[Image point annotation entries]
****

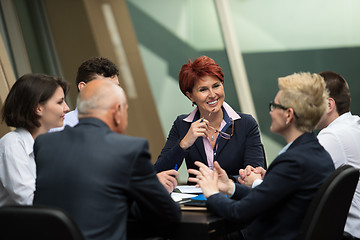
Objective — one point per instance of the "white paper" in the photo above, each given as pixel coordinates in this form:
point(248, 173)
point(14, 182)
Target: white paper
point(189, 189)
point(177, 197)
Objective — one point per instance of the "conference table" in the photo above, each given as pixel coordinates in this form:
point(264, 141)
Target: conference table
point(196, 223)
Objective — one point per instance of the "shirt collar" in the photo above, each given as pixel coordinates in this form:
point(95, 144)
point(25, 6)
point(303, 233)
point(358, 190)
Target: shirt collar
point(28, 139)
point(193, 116)
point(285, 148)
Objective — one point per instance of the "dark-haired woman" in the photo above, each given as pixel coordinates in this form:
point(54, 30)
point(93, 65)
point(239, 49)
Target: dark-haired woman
point(213, 131)
point(34, 104)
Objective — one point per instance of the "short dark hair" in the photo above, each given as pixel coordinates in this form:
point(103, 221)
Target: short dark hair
point(338, 90)
point(19, 109)
point(95, 66)
point(192, 71)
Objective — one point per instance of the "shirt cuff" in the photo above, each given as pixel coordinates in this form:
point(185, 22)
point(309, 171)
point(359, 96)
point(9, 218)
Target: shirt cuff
point(232, 194)
point(256, 183)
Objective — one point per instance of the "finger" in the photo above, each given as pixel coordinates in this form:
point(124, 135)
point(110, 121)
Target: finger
point(194, 172)
point(200, 164)
point(218, 168)
point(242, 173)
point(194, 180)
point(173, 173)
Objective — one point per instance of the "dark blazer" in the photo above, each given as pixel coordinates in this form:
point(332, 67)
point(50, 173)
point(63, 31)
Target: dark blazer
point(276, 208)
point(244, 148)
point(95, 174)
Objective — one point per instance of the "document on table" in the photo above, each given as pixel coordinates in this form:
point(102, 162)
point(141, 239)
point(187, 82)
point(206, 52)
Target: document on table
point(180, 197)
point(189, 189)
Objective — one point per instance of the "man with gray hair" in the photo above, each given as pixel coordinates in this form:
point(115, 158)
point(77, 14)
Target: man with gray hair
point(97, 174)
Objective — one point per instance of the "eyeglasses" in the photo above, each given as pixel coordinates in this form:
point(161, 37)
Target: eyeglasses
point(273, 105)
point(224, 134)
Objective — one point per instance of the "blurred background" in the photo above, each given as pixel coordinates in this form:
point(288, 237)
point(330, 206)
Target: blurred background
point(254, 41)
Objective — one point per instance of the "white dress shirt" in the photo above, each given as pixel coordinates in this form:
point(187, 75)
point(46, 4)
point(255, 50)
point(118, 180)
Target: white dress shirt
point(71, 119)
point(17, 168)
point(342, 140)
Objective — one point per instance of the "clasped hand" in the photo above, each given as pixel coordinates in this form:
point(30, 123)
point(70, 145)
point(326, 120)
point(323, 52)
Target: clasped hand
point(211, 181)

****

_TASK DETAILS_: The records above need to be restated word for word, with the pictures left out.

_TASK RESULT_:
Objective — one point per instance of the "white paper" in the photo above, each given as pixel coordinates in this form:
point(248, 173)
point(14, 182)
Target: white paper
point(189, 189)
point(177, 197)
Objective — one point per instance of the "conference table" in the photo above, each given as pixel coordinates in this form:
point(264, 141)
Target: conference table
point(196, 223)
Objective — one point per instance of the "shirt collar" in the photo above, each given as pixel coordinates in this form:
point(95, 144)
point(25, 6)
point(303, 233)
point(358, 190)
Target: shirt collar
point(28, 139)
point(193, 116)
point(285, 148)
Objective — one point per instance of the "dark-haired woman" in the photo above, each given as pixel coordinates in this form:
point(54, 30)
point(93, 65)
point(239, 49)
Target: dark-haired woman
point(213, 131)
point(34, 104)
Objective — one point per instance of the "short dark hair" in the photo above, each given as pixel coordinates in this form:
point(103, 221)
Target: short dark hair
point(338, 90)
point(19, 109)
point(95, 66)
point(192, 71)
Objective — one point per instance of the "shirt cuff" in the photo above, each given as pixel coordinates in this form:
point(185, 22)
point(309, 171)
point(359, 96)
point(9, 218)
Target: shirt cuff
point(232, 194)
point(256, 183)
Objective — one point per instance of the "finger" in the photo above, each given as pixel coordinates in this form:
point(124, 135)
point(110, 121)
Target: finger
point(194, 172)
point(200, 164)
point(218, 168)
point(242, 173)
point(194, 180)
point(173, 173)
Objective — one point per instance of the "dark blazer" in the photo above, each given as pixel coordinates in this form:
point(332, 67)
point(50, 173)
point(63, 31)
Target: dark blazer
point(276, 208)
point(244, 148)
point(95, 174)
Objective — one point per instance of the "document on table" in the photo above, each given as pixel coordinates in this form:
point(102, 162)
point(141, 239)
point(187, 82)
point(206, 52)
Target: document on table
point(180, 197)
point(189, 189)
Objective — one point per instance of the "man with gray hair" in the photo above, each given as pixel coordinates in this form:
point(115, 158)
point(77, 14)
Target: man with gray hair
point(97, 174)
Objective — one point per instance of the "eyeglasses" in the photo above, each given as pixel coordinates in this form:
point(161, 37)
Target: eyeglasses
point(273, 105)
point(224, 134)
Objective — one point per instance of the "blurred background" in the photo above, each given as pixel coordinates in this form:
point(288, 237)
point(330, 206)
Target: blurred background
point(254, 41)
Objective — one point per instance of the "white dress shirt" in the photo above, each given as pixel coordinates in this form:
point(187, 75)
point(46, 4)
point(255, 50)
point(118, 180)
Target: white dress shirt
point(71, 119)
point(17, 168)
point(342, 140)
Objective — one point per instance of the "clasped hand" in the photo above, each given as pixel coordinates in this form:
point(30, 123)
point(70, 145)
point(326, 120)
point(323, 52)
Target: clasped hand
point(211, 181)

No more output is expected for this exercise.